-- Start --
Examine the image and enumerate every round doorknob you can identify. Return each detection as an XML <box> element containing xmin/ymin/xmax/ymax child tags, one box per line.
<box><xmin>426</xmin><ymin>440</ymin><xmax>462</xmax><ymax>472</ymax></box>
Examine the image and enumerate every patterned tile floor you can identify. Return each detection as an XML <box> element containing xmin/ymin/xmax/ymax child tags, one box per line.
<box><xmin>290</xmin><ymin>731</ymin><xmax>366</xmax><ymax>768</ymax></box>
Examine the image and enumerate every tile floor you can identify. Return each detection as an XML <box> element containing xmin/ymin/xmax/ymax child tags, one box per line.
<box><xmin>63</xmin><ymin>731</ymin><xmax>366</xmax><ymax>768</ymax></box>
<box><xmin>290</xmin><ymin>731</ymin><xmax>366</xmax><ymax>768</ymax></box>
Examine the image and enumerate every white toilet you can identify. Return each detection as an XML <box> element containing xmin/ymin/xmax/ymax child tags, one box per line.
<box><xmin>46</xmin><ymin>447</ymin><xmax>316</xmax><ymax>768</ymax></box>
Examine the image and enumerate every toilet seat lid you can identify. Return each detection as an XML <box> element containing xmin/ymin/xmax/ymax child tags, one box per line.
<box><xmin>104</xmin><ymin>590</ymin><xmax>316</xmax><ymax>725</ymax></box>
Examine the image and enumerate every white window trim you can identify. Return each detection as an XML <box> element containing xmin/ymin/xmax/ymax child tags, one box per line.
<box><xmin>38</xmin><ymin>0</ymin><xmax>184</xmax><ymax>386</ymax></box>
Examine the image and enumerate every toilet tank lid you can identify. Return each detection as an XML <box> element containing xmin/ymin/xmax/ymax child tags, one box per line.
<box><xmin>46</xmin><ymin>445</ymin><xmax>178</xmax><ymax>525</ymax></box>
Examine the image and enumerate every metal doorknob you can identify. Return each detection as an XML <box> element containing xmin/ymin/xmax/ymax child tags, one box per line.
-- End --
• **YOUR OBJECTIVE**
Reproduce the listing word for word, beginning with the line that contains "Examine the image and enumerate every white window" and going on through the last line of the listing.

• **SOLUTION**
Examine the image and enumerate every white window trim you can identify. Return each detection as an XML <box> element containing xmin/ymin/xmax/ymax child tags, one box per line.
<box><xmin>38</xmin><ymin>0</ymin><xmax>184</xmax><ymax>386</ymax></box>
Examine the image and enumerate every toilet tank lid you can identify. Return each detection as an XML <box> element containing xmin/ymin/xmax/ymax child tags, one box per line.
<box><xmin>46</xmin><ymin>445</ymin><xmax>178</xmax><ymax>525</ymax></box>
Examine the image and enumerate every metal doorknob you can identify. Return each detection as an XML <box> element containing xmin/ymin/xmax/ymax child tags, one box per line.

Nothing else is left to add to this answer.